Aim of the exercise:
Look through the data and write out every line with the word "tree" in it.

───── Data to use

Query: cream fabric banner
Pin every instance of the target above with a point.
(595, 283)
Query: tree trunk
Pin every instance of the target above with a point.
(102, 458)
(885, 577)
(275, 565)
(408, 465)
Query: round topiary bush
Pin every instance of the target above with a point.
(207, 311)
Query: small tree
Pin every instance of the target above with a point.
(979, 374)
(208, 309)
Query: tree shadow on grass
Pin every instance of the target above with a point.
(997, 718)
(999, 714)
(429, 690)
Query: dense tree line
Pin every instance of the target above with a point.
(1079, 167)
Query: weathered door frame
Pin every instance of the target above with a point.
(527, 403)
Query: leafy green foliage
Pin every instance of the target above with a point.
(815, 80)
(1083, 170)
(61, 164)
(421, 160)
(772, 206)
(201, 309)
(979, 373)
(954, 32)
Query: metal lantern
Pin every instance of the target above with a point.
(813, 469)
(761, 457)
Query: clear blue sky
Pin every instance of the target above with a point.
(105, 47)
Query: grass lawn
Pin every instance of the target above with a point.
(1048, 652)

──────────
───── Data to use

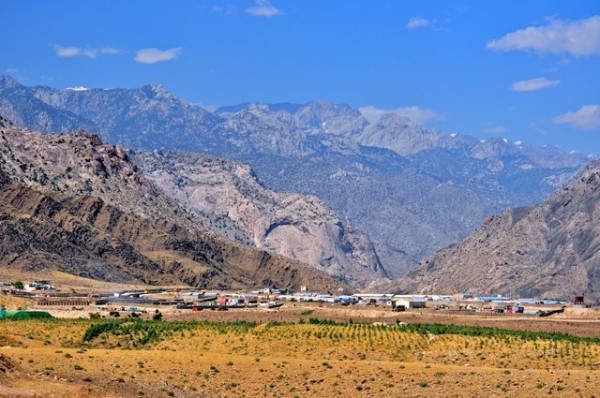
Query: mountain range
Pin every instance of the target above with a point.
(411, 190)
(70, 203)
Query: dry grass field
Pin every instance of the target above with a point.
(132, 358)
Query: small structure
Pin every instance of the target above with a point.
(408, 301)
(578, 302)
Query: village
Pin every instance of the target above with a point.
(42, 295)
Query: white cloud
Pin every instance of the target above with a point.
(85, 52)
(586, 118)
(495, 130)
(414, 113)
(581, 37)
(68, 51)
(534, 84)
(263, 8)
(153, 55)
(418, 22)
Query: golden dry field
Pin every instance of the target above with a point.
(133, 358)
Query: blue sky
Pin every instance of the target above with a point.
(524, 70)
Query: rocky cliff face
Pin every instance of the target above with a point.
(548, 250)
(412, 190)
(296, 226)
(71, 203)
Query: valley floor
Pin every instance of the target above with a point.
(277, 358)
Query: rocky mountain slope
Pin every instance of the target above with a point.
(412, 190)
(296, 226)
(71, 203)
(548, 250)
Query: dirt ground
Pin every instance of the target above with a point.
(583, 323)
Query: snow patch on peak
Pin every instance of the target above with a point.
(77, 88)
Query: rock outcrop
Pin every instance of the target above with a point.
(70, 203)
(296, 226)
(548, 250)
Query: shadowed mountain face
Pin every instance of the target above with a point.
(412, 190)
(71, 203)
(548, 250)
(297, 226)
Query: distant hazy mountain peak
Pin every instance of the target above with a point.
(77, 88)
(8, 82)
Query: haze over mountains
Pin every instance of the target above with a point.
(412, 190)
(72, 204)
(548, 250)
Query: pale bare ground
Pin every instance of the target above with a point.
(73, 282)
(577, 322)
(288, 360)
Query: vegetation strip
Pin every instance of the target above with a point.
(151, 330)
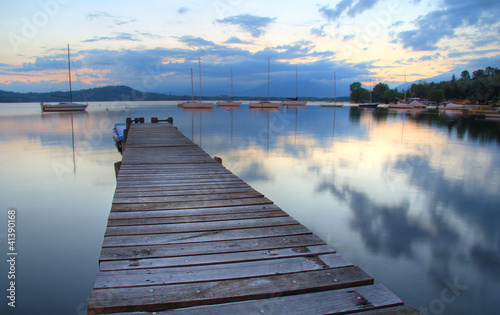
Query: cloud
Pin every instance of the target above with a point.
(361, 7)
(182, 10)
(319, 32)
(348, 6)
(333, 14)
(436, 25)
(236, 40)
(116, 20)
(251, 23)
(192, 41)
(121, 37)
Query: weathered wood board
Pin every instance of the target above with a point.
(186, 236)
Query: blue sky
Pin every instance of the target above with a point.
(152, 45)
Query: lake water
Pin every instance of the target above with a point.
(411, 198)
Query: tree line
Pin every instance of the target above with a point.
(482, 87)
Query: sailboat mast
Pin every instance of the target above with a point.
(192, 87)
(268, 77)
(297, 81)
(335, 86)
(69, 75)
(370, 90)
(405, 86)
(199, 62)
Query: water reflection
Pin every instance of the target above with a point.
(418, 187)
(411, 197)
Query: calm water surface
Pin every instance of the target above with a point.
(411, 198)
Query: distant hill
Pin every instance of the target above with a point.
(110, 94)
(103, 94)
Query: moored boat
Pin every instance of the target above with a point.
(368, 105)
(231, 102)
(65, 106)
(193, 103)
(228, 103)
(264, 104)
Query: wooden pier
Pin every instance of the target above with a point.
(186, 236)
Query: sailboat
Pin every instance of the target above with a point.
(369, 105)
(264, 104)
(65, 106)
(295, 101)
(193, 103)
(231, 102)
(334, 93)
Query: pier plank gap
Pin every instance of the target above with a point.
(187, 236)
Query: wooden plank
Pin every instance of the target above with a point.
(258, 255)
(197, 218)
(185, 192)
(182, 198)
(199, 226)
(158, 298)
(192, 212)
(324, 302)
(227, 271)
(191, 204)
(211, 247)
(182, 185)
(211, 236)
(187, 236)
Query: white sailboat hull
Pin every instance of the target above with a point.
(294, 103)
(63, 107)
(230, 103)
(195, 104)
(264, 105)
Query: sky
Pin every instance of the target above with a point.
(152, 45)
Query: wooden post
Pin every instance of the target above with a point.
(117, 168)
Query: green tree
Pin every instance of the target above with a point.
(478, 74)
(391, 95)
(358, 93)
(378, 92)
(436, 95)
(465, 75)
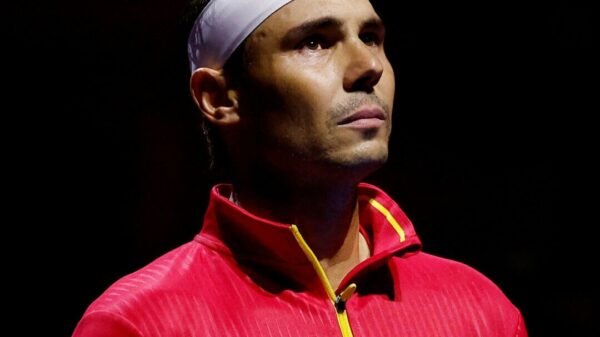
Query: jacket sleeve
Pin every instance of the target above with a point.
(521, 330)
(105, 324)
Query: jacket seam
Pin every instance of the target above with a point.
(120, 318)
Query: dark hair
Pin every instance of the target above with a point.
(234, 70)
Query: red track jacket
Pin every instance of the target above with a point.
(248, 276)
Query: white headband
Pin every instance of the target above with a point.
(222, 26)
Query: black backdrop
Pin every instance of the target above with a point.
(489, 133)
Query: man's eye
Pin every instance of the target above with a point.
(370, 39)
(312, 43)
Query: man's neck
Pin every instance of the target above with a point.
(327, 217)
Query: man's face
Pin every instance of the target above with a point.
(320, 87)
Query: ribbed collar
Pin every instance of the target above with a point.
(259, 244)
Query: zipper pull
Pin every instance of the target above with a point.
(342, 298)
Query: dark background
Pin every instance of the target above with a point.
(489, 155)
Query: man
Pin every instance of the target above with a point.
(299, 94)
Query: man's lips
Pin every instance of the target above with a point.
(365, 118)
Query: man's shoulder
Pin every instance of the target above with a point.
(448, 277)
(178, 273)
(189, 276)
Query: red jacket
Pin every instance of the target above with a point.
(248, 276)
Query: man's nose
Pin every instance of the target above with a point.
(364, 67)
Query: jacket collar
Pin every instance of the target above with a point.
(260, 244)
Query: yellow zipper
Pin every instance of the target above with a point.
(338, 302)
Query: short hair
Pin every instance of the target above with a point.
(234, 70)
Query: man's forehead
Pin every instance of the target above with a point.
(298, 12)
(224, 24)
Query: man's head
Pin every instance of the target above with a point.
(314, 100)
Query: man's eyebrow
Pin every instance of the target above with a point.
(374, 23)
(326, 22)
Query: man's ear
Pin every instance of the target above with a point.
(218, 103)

──────────
───── Data to use

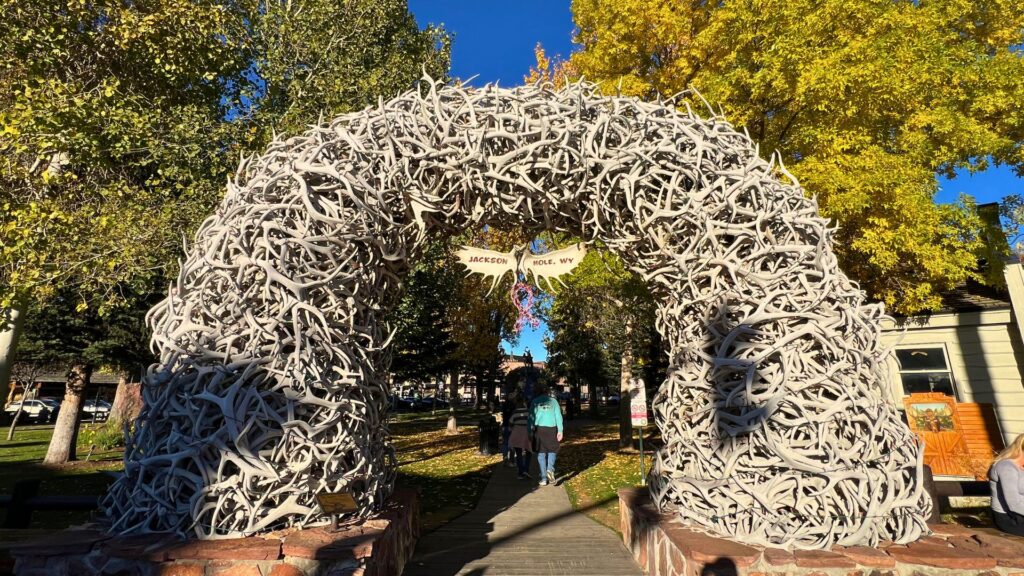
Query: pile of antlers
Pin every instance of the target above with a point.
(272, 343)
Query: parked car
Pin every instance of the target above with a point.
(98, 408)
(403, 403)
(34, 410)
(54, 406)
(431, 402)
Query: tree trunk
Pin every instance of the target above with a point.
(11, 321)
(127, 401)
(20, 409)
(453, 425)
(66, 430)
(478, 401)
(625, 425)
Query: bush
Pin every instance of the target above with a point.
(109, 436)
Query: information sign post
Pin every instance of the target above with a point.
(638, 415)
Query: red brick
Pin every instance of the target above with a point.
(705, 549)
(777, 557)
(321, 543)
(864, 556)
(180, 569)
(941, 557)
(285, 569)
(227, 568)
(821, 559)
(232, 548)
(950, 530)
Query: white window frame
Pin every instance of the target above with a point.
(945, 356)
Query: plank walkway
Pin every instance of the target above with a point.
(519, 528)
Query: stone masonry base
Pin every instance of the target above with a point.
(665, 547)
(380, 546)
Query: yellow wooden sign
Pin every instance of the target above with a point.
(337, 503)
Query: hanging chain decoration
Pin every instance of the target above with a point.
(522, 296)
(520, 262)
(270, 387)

──────────

Solution to this exercise:
Query: tree trunk
Query: small tree
Query: tree shadow on grass
Query: dense tree line
Query: tree line
Query: green tree
Query: tree trunk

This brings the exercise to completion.